§ Data supplied:
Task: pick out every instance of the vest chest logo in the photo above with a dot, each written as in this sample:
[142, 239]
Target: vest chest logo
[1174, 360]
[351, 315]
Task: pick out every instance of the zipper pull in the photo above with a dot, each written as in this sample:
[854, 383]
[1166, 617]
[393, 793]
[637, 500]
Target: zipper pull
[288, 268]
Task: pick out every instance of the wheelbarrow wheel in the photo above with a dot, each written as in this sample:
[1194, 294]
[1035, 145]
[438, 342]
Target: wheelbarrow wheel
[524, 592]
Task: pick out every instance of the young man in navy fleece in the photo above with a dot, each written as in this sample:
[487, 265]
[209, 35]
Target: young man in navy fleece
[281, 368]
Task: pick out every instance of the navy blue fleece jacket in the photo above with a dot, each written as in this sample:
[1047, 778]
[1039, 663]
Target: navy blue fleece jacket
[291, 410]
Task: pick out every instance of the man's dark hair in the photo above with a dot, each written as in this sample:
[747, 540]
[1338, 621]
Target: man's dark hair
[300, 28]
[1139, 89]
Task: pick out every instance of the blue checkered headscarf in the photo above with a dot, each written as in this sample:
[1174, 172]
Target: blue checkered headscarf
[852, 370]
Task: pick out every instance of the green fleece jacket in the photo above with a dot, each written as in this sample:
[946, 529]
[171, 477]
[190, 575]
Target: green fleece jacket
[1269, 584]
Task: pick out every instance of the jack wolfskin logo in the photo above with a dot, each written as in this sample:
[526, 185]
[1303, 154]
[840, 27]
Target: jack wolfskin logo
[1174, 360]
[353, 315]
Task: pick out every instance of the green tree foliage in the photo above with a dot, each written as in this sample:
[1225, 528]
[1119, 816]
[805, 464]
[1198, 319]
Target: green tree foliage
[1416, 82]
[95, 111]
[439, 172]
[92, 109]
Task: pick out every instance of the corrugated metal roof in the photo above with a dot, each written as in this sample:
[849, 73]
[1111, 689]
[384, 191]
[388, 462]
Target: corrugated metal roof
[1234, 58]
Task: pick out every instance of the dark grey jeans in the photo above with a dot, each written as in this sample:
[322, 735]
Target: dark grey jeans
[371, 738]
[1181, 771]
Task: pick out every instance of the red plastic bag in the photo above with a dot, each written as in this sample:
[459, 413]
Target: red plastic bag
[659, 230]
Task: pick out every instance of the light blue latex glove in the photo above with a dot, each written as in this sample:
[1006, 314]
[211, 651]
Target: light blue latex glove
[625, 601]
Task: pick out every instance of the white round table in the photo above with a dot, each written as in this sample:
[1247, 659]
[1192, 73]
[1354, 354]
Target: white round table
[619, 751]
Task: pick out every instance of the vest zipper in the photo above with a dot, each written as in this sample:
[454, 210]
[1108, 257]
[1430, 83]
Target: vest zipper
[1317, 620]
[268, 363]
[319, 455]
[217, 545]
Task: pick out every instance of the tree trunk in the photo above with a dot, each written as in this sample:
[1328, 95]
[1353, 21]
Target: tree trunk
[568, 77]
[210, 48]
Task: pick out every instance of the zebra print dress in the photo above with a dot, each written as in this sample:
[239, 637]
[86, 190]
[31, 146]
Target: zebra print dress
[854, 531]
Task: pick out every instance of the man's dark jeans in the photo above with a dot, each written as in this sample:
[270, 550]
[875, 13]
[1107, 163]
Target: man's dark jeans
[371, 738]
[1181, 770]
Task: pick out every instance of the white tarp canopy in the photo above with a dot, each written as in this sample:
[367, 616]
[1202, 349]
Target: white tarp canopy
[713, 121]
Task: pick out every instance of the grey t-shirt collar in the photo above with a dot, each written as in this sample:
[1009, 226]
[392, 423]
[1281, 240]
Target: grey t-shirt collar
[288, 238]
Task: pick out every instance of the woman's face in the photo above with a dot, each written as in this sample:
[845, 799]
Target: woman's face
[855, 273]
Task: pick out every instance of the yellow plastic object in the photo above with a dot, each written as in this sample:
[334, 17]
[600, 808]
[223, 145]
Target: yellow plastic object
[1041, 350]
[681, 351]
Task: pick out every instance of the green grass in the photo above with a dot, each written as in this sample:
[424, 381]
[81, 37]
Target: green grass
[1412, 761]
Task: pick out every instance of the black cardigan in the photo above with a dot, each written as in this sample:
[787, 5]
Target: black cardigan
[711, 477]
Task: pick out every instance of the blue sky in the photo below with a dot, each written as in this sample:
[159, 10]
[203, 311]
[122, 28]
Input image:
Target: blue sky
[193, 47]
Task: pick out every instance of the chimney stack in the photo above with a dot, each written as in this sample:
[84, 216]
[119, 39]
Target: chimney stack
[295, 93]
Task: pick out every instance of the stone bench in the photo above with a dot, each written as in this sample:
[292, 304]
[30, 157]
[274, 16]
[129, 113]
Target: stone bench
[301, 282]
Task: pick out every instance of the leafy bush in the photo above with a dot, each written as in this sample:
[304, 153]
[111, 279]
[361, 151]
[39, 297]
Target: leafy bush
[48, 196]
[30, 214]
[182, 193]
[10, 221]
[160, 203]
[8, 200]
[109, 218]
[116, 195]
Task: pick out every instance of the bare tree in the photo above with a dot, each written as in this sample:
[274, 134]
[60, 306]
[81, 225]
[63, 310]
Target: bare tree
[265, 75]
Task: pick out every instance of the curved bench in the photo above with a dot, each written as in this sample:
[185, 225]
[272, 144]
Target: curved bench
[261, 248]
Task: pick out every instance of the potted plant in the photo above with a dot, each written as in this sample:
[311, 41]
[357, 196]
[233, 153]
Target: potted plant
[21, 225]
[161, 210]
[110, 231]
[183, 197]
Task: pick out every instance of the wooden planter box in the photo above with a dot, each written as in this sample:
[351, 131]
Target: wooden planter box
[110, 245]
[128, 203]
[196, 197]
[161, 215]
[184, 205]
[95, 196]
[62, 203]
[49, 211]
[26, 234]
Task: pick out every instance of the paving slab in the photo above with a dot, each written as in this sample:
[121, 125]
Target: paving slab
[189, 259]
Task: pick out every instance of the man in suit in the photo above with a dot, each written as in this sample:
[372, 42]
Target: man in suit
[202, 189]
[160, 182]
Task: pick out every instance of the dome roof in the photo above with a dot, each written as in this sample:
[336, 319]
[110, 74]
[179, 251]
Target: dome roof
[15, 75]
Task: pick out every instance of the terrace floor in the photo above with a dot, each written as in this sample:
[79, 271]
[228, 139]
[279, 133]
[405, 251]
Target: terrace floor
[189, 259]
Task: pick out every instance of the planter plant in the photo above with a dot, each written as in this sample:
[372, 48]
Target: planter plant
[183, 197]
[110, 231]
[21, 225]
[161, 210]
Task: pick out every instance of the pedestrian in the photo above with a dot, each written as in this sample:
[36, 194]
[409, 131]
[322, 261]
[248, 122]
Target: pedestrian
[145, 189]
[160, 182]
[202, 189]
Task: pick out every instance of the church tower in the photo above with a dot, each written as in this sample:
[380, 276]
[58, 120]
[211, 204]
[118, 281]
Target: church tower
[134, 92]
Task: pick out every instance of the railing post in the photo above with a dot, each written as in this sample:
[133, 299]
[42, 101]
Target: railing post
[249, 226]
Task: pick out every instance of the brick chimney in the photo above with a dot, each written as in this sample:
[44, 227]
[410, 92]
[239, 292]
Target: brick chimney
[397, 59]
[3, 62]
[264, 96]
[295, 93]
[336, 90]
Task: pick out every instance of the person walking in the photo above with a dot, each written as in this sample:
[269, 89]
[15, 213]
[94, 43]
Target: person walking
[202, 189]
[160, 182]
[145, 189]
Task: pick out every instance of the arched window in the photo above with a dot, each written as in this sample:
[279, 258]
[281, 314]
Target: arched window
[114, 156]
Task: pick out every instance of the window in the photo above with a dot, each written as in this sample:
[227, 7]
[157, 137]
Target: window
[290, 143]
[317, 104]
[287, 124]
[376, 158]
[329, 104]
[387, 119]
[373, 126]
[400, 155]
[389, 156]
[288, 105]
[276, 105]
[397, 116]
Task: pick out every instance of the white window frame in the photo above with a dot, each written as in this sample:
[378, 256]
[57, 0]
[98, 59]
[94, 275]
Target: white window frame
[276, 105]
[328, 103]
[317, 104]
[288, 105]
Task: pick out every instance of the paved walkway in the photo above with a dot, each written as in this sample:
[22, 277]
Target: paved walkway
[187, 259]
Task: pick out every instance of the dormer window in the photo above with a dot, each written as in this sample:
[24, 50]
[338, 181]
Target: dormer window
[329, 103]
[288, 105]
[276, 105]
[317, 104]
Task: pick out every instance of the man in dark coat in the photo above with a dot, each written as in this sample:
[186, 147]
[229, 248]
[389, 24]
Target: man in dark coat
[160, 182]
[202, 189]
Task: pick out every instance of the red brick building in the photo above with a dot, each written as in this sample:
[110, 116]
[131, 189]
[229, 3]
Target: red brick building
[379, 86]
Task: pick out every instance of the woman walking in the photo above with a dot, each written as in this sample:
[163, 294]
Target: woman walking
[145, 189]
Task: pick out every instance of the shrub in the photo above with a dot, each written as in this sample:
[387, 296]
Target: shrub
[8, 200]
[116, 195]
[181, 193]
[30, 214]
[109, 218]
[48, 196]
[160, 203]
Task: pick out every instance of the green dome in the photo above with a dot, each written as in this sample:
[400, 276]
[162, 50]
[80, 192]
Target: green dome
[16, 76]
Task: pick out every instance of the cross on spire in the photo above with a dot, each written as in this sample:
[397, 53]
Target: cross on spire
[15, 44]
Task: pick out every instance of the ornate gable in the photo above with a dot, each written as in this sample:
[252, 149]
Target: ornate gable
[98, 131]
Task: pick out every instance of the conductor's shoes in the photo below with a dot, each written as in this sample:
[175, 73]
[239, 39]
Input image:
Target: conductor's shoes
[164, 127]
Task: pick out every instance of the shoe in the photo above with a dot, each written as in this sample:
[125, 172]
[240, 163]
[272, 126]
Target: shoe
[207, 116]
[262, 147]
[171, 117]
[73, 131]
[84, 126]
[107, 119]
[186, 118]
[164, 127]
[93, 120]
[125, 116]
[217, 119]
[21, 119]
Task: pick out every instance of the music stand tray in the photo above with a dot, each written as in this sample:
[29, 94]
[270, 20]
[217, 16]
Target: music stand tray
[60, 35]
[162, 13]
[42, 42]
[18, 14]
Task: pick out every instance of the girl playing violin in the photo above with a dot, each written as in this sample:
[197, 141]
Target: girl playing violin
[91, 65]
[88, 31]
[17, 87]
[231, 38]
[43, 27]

§ Prompt: Each line above that has the word "below" must be copied.

§ Task answer:
Task: pick out every instance of the blue sky in the photo below with a dot, each written as in this sample:
Task: pick out every instance of the conductor's shoes in the photo below with a dot, each written as in this sample:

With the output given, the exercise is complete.